Beginning at the line containing "Confirm every instance of the glass" and continuing to the end of the records below, give each line again exactly as it stands, and only those lines.

==*==

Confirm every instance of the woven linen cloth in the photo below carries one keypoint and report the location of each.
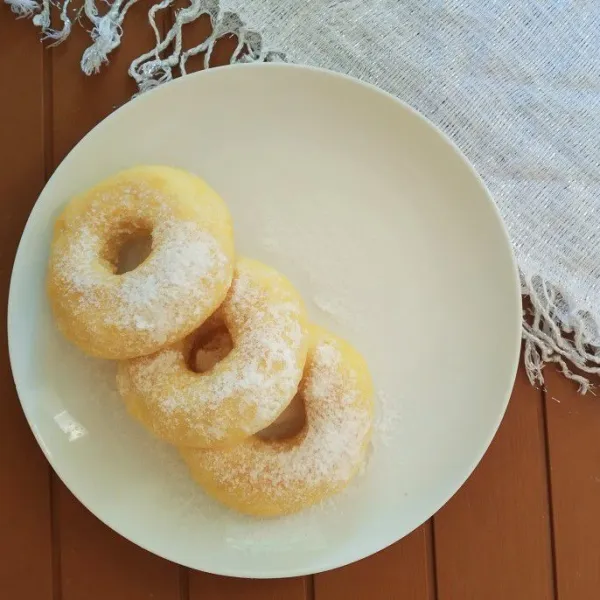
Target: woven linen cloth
(514, 83)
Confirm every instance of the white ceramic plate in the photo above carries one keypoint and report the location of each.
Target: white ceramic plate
(393, 241)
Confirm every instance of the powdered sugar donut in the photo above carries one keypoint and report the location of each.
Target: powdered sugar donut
(247, 389)
(277, 477)
(181, 282)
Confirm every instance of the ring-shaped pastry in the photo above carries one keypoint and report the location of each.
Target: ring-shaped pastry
(247, 389)
(278, 477)
(177, 287)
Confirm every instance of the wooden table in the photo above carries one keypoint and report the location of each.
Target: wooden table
(525, 526)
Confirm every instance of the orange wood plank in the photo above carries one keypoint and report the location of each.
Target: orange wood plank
(96, 563)
(493, 538)
(573, 423)
(25, 523)
(404, 570)
(203, 586)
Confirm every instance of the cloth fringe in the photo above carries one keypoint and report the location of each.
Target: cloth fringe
(556, 332)
(553, 331)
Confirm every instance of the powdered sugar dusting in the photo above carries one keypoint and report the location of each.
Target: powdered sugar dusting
(171, 290)
(329, 452)
(249, 387)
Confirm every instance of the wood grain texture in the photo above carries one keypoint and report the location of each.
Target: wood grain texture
(492, 541)
(25, 524)
(493, 538)
(96, 563)
(212, 587)
(573, 423)
(404, 570)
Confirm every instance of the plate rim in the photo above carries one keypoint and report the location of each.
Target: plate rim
(365, 551)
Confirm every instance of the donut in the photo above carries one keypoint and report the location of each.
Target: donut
(250, 385)
(180, 283)
(266, 477)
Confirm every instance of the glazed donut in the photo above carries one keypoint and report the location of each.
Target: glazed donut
(247, 389)
(182, 281)
(265, 477)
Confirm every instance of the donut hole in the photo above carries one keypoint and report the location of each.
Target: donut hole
(131, 250)
(210, 348)
(290, 423)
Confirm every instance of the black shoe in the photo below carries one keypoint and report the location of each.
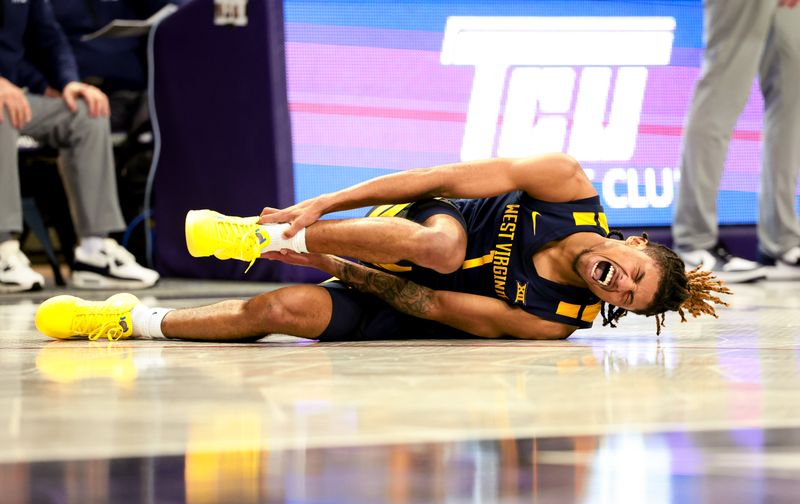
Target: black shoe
(723, 264)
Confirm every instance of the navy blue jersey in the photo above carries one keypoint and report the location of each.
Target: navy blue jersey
(503, 234)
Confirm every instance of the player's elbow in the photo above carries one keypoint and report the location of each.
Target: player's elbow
(567, 166)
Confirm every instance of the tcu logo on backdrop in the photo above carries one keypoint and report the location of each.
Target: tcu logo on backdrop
(558, 65)
(230, 12)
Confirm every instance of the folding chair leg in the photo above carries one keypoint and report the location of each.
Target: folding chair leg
(33, 219)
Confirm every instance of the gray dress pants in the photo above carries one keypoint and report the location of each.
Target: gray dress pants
(744, 39)
(87, 166)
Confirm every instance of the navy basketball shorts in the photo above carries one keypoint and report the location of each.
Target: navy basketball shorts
(357, 316)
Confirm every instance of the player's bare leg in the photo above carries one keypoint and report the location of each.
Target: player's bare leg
(439, 243)
(299, 310)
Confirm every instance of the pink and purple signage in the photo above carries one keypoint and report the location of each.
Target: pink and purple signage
(376, 86)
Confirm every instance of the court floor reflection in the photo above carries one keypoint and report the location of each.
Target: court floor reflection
(708, 412)
(667, 467)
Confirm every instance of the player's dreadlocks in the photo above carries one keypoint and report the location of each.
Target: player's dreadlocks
(678, 290)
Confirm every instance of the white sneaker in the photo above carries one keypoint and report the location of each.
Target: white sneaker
(16, 274)
(723, 264)
(785, 267)
(112, 267)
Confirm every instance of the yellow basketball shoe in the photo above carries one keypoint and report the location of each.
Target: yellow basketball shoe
(66, 317)
(211, 233)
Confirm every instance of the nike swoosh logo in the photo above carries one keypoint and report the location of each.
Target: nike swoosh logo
(534, 215)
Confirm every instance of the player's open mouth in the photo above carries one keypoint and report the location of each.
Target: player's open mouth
(603, 273)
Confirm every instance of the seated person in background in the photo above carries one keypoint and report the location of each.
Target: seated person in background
(524, 252)
(77, 123)
(116, 65)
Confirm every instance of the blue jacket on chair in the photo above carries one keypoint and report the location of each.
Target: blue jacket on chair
(31, 25)
(110, 63)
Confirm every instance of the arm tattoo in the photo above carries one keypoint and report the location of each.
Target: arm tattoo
(401, 294)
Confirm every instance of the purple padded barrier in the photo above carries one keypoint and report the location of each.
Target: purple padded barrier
(224, 136)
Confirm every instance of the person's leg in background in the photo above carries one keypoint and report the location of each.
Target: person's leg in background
(16, 274)
(87, 167)
(778, 227)
(735, 36)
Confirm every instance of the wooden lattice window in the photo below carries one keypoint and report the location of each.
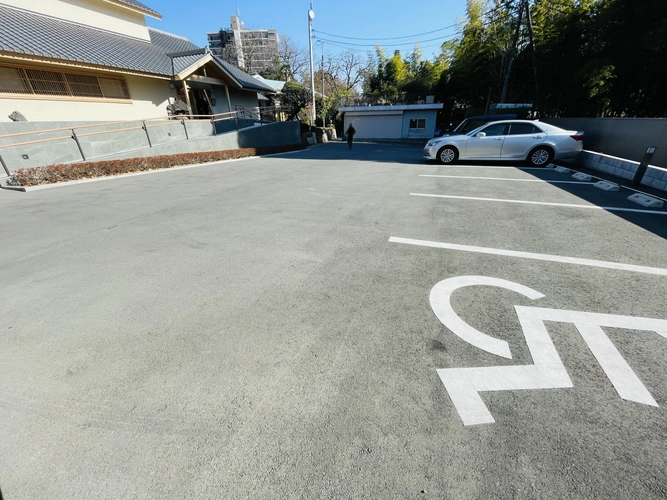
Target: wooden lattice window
(34, 81)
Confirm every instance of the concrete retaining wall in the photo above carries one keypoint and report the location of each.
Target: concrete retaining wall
(620, 137)
(167, 138)
(274, 134)
(655, 177)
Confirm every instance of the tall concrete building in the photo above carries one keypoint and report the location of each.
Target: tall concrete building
(251, 50)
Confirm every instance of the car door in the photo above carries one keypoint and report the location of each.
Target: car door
(489, 146)
(520, 139)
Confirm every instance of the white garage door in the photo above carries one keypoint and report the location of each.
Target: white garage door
(377, 126)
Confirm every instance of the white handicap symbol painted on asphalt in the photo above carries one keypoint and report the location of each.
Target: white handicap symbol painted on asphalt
(548, 372)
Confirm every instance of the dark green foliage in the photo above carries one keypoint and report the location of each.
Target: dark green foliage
(592, 58)
(295, 96)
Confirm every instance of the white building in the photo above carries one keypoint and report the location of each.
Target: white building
(253, 50)
(403, 121)
(96, 60)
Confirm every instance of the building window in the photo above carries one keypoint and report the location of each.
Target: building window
(32, 81)
(418, 123)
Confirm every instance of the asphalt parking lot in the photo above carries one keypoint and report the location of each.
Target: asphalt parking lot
(333, 323)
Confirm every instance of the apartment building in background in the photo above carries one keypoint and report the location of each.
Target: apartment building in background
(250, 50)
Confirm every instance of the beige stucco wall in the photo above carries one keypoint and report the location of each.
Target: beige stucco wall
(96, 13)
(149, 100)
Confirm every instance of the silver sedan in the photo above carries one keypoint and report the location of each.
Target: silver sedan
(513, 140)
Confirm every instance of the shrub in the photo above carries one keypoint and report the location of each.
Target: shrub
(85, 170)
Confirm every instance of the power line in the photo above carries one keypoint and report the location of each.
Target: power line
(443, 38)
(390, 38)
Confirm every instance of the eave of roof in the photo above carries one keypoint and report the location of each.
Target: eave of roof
(137, 7)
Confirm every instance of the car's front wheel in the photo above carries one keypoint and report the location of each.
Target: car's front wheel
(540, 156)
(447, 155)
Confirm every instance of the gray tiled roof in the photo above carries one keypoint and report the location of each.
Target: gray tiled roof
(248, 81)
(37, 35)
(139, 5)
(33, 34)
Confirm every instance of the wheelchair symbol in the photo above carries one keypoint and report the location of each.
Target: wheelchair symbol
(548, 372)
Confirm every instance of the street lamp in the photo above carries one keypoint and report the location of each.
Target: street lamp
(311, 16)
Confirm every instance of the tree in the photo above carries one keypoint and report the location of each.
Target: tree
(293, 59)
(296, 97)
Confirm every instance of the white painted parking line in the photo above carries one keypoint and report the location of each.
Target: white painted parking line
(545, 203)
(508, 167)
(503, 179)
(534, 256)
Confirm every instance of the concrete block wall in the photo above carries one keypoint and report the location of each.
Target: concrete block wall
(128, 143)
(274, 134)
(655, 177)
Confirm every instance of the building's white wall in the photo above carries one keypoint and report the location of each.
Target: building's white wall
(378, 125)
(427, 114)
(149, 100)
(243, 98)
(95, 13)
(218, 94)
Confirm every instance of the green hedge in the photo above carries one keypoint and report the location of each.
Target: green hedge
(85, 170)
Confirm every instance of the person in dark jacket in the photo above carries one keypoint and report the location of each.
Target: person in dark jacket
(350, 135)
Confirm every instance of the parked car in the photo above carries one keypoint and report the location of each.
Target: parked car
(473, 122)
(512, 140)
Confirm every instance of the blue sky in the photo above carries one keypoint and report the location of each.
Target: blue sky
(370, 19)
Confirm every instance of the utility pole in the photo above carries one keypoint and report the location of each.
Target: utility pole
(508, 72)
(311, 16)
(324, 108)
(538, 96)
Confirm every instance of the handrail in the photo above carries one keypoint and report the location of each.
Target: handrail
(38, 141)
(109, 131)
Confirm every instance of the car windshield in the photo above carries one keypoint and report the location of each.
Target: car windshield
(474, 131)
(466, 127)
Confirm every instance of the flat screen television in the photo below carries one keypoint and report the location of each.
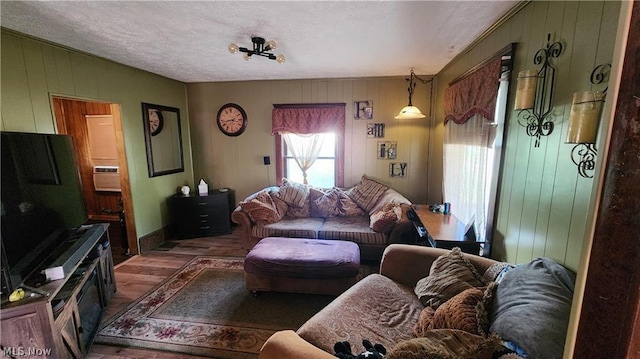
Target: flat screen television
(41, 200)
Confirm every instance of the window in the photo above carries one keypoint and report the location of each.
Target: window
(322, 171)
(309, 141)
(472, 149)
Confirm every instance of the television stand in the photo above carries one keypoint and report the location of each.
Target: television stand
(59, 319)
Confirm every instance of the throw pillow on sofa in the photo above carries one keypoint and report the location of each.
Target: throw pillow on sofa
(532, 305)
(346, 206)
(367, 192)
(449, 275)
(466, 311)
(446, 344)
(326, 205)
(294, 194)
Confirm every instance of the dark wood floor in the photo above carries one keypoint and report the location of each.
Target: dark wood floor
(138, 274)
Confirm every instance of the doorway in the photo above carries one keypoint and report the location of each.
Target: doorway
(96, 128)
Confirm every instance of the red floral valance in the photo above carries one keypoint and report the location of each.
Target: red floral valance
(308, 118)
(473, 95)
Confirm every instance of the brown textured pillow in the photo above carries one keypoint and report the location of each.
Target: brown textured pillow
(424, 322)
(466, 311)
(314, 195)
(325, 206)
(295, 194)
(450, 274)
(446, 344)
(262, 209)
(367, 192)
(281, 205)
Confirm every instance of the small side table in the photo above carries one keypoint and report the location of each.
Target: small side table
(202, 216)
(442, 230)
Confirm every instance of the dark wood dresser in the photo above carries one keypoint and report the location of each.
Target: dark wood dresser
(202, 216)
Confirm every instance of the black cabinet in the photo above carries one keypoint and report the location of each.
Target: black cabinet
(202, 216)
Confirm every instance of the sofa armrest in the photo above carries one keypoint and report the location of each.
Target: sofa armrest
(288, 344)
(241, 218)
(406, 264)
(403, 231)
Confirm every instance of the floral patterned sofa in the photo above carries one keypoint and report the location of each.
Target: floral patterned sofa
(370, 214)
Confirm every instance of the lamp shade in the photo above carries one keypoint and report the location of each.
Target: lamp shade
(409, 112)
(585, 117)
(526, 89)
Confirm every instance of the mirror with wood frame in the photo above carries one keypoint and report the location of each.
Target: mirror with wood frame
(163, 138)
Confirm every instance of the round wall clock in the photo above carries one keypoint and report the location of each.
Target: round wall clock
(231, 119)
(156, 121)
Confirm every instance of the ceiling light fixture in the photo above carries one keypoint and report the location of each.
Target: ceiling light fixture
(261, 47)
(410, 111)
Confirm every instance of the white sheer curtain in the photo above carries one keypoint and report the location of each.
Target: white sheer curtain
(304, 149)
(467, 169)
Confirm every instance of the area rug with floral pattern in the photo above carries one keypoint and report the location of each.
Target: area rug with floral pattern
(205, 309)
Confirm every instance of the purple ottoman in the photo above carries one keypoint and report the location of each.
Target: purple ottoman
(300, 265)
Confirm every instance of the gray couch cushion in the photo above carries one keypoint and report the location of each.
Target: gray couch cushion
(531, 307)
(355, 229)
(376, 308)
(289, 227)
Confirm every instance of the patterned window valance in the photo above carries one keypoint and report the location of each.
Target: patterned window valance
(308, 118)
(473, 95)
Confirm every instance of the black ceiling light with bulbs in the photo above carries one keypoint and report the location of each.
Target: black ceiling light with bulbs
(261, 47)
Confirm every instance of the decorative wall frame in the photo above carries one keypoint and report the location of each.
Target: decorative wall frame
(387, 150)
(363, 109)
(375, 130)
(164, 147)
(398, 169)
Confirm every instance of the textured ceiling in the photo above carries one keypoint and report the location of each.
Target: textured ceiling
(187, 40)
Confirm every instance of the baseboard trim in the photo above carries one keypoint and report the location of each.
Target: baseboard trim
(153, 239)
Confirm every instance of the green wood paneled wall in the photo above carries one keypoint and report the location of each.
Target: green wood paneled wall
(33, 70)
(543, 205)
(236, 162)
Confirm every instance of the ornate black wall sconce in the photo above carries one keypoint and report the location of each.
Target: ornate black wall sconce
(535, 92)
(584, 120)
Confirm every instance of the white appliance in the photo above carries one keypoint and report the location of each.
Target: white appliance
(106, 178)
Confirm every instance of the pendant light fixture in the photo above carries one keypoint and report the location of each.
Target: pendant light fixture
(410, 111)
(261, 47)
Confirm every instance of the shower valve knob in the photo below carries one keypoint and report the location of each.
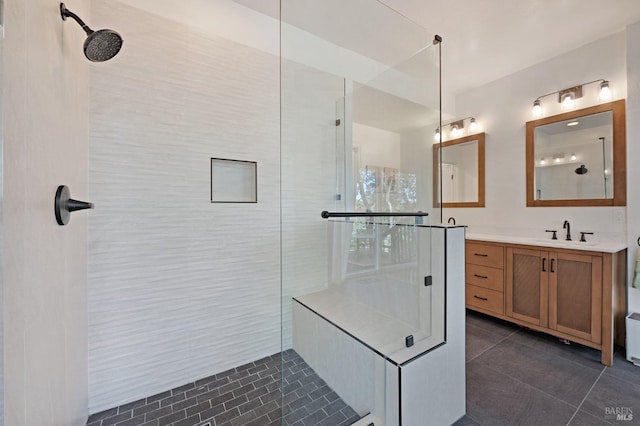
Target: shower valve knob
(64, 205)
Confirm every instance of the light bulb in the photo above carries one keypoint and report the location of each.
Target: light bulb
(537, 109)
(473, 126)
(605, 92)
(567, 101)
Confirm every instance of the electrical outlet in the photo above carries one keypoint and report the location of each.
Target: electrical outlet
(618, 215)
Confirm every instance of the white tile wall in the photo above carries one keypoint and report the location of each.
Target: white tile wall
(310, 148)
(45, 105)
(633, 153)
(179, 288)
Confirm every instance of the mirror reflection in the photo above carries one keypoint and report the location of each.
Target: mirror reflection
(462, 171)
(577, 158)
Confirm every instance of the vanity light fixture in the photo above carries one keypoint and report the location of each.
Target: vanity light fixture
(605, 92)
(568, 96)
(568, 100)
(537, 109)
(455, 131)
(473, 126)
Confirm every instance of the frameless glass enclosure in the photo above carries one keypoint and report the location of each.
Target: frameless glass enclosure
(359, 93)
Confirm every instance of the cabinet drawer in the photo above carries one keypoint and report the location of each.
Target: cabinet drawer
(483, 276)
(485, 255)
(483, 298)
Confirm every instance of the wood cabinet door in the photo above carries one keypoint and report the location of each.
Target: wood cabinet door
(575, 295)
(527, 289)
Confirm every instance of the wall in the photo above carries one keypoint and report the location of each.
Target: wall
(633, 154)
(45, 97)
(503, 107)
(179, 288)
(377, 147)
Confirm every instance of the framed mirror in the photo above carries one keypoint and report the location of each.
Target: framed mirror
(578, 158)
(462, 170)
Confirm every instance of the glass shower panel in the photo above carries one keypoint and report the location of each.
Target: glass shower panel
(359, 95)
(1, 224)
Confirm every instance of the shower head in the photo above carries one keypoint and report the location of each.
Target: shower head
(581, 170)
(100, 45)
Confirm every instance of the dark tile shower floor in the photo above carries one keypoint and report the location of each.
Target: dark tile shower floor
(249, 395)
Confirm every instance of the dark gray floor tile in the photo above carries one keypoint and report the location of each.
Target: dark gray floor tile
(171, 418)
(611, 396)
(260, 421)
(102, 415)
(583, 418)
(136, 421)
(557, 376)
(466, 421)
(551, 345)
(189, 421)
(479, 340)
(494, 398)
(488, 323)
(623, 370)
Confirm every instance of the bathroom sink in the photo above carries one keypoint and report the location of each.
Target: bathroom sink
(563, 243)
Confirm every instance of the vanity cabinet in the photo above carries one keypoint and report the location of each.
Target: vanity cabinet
(560, 291)
(573, 294)
(484, 276)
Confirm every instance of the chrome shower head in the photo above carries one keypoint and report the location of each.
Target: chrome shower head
(100, 45)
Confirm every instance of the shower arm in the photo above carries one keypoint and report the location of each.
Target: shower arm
(64, 12)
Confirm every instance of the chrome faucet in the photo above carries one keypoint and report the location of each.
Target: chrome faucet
(567, 226)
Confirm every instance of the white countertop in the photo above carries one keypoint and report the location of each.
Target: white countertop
(602, 247)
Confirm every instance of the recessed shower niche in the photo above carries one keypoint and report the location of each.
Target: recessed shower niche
(233, 181)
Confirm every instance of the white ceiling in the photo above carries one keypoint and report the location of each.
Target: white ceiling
(482, 40)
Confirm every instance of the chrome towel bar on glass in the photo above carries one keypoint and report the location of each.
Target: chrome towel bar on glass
(326, 215)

==*==

Output for this exercise:
Confirm every instance of the glass shower panel in the photo above carries one keypoint and report the location of each.
Target: glass shower panel
(359, 95)
(1, 224)
Confirm every instance of the shower head in the photo above carries one keypoint and report the location of each.
Target: shower head
(581, 170)
(100, 45)
Confirm every instance of the dark tile shower floor in the photo above carries one keypoint and report the location of each.
Target: dark tile shower floor
(249, 395)
Confirm every instance of the dark gray floor tile in the photo above carries one keypoint and report the location of each.
Target: dark gray floor tile
(171, 418)
(611, 396)
(260, 421)
(102, 415)
(583, 418)
(136, 421)
(557, 376)
(466, 421)
(551, 345)
(189, 421)
(479, 340)
(494, 398)
(488, 323)
(623, 370)
Confirm every instance of the bathroom sink in the photo above carries one keypoint and report the location of each.
Target: bathroom sink
(563, 243)
Confirm every instance of the vanity cabinet in the photo above carries one keypoint and report the location of each.
Target: vanity cabinet
(560, 291)
(573, 294)
(484, 276)
Confirm every instance of the chrome shower head in the photo above carries one keypoint and report the location of each.
Target: chrome shower head
(100, 45)
Confirm every instance of the shower arm in the photo above carries one keypoint and report the location of each.
Target: shower arm
(64, 12)
Confirm every instance of the chrome faucet in the photo above carries one keypoint and report the location of each.
Target: chrome faucet
(567, 226)
Confirm every instance of the white countertop in the photo above carries one keypoint and report the location of each.
Target: white countertop
(602, 247)
Confirm every instance of the recessed shower niche in the photo above carries one keypoint and report the location of each.
Target: recessed shower niche
(233, 181)
Confirm every instance of the white ceiling in the photo above carries one keypoint and report the location of each.
Target: white ceiling
(482, 40)
Confirm every instance of the chrome towel bar on glass in the photo above carries one keypoint and report the location of each.
Target: chrome towel bar on glass
(326, 215)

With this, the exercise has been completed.